Du projet colonial au séparatisme: le legs empoisonné du transsaharien

Jillali El Adnani.

Jillali El Adnani.

ChroniqueLe projet du transsaharien, censé relier l’Algérie à l’Afrique de l’Ouest, ne verra jamais le jour. Pourtant, il servira à remodeler les frontières du Sahara au détriment du Maroc, sous prétexte de modernisation ferroviaire et de pacification du désert. Derrière cet échec technique se cache une annexion territoriale aux lourdes conséquences.

Le 09/03/2025 à 10h59

Le Sahara, dans la vision coloniale de l’époque, devait être le pivot d’un ambitieux projet transsaharien visant à unifier une vaste portion de l’empire colonial français, du Maghreb à l’Afrique de l’Ouest. Pourtant, il était déjà avéré qu’entre le 16ème et le 17ème siècle, la majeure partie de ce territoire relevait de l’Empire chérifien et était soumise à une souveraineté qui n’avait rien de colonial.

Les nombreuses études consacrées au transsaharien, qui ne verra jamais le jour, n’auront finalement servi qu’à dessiner des frontières fictives, accentuant le miroitement entre le Sahara oriental et le Sahara occidental, autrefois partie intégrante du Maroc.

La seule jonction ferroviaire viable demeure l’axe Marrakech-Agadir-Dakhla, épousant la façade atlantique et offrant de grandes perspectives de connexion avec le Sahel. Dès les années 1920 et 1930, la France avait d’ailleurs entrepris de renforcer les liaisons terrestres et maritimes entre Casablanca et Dakar, ainsi que les routes transsahariennes reliant le Maroc à l’Afrique occidentale via Tindouf.

L’abandon du projet transsaharien ouvrira la voie au séparatisme, incarné par le commandement des confins algéro-mauritano-marocains d’Agadir, avant d’être récupéré par l’Algérie, dont la politique expansionniste reprendra à merveille les ambitions du projet colonial.

Histoire d’un projet fictif aux conséquences néfastes

On l’a assez dit: les amputations territoriales pratiquées sur l’Empire chérifien se sont appuyées sur le mensonge, le subterfuge et, surtout, sur la notion de vide, incarnée par des termes tels que désordre, Siba, confins, désert… Mais comment fait-on passer un tracé ferroviaire de plus de deux mille kilomètres, alors que l’approvisionnement en eau, la présence de populations et les impératifs de sécurité sont des conditions essentielles?
▬▬▬▬▬▬
** Objectif 1 **
D'après la chronique sur le transsaharien, quelle est la seule jonction ferroviaire viable ?
** Objectif 2 **
Recopiez fidèlement le passage de la chronique sur le transsaharien qui commence par « La seule jonction » et se termine par « occidentale via Tindouf. ».
** Objectif 3 **
Reprenez la rédaction de la chronique sur le transsaharien juste après sa dernière phrase.
Les données proviennent d'une autre source.
▬▬▬▬▬▬
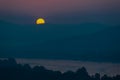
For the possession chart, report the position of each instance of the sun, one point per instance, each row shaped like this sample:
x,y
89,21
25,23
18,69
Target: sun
x,y
40,21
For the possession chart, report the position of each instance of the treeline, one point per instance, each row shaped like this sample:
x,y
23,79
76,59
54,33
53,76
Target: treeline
x,y
10,70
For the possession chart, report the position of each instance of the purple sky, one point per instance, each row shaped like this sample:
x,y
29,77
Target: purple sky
x,y
61,11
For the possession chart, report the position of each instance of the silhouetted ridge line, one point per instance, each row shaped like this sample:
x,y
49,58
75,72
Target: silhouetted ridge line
x,y
10,70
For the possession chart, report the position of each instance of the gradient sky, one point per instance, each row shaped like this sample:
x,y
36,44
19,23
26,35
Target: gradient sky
x,y
77,29
61,11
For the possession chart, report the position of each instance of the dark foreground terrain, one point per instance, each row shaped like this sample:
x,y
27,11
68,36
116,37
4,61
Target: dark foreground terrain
x,y
10,70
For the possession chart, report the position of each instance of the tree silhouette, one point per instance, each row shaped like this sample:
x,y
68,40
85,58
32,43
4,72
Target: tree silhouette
x,y
10,70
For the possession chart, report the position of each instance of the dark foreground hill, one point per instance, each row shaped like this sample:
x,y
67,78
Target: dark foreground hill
x,y
10,70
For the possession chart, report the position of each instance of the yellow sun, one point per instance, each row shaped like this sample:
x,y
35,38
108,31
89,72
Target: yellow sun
▬▬▬▬▬▬
** Réponse attendue 1 **
L'axe Marrakech-Agadir-Dakhla.

** Réponse attendue 2 **
La seule jonction ferroviaire viable demeure l’axe Marrakech-Agadir-Dakhla, épousant la façade atlantique et offrant de grandes perspectives de connexion avec le Sahel. Dès les années 1920 et 1930, la France avait d’ailleurs entrepris de renforcer les liaisons terrestres et maritimes entre Casablanca et Dakar, ainsi que les routes transsahariennes reliant le Maroc à l’Afrique occidentale via Tindouf.

** Réponse attendue 3 **
Ce train, qui n’a jamais vu le jour, n’a pourtant pas manqué d’emporter avec lui des territoires marocains, sous le prétexte que la liaison entre l’Algérie et l’Afrique était une nécessité impérieuse pour renforcer l’avenir de l’empire français et assurer le ravitaillement des colonies en cas de blocus depuis l’Atlantique. Ainsi, une ambition irréaliste a servi de matrice à une annexion tragique.

Cependant, Lacroix (commandant militaire au Service des affaires indigènes) et Lamartinière (explorateur et représentant de la Légation de France à Tanger) ont témoigné de leur refus de laisser passer le général Colonieu, chargé de l’étude du transsaharien, dans le Touat en 1879, en raison de leur attachement au Maroc et de leur soumission à la souveraineté du sultan marocain. Le général Colonieu a rappelé ces faits devant la Commission supérieure du transsaharien lors de la séance du 30 juillet 1879.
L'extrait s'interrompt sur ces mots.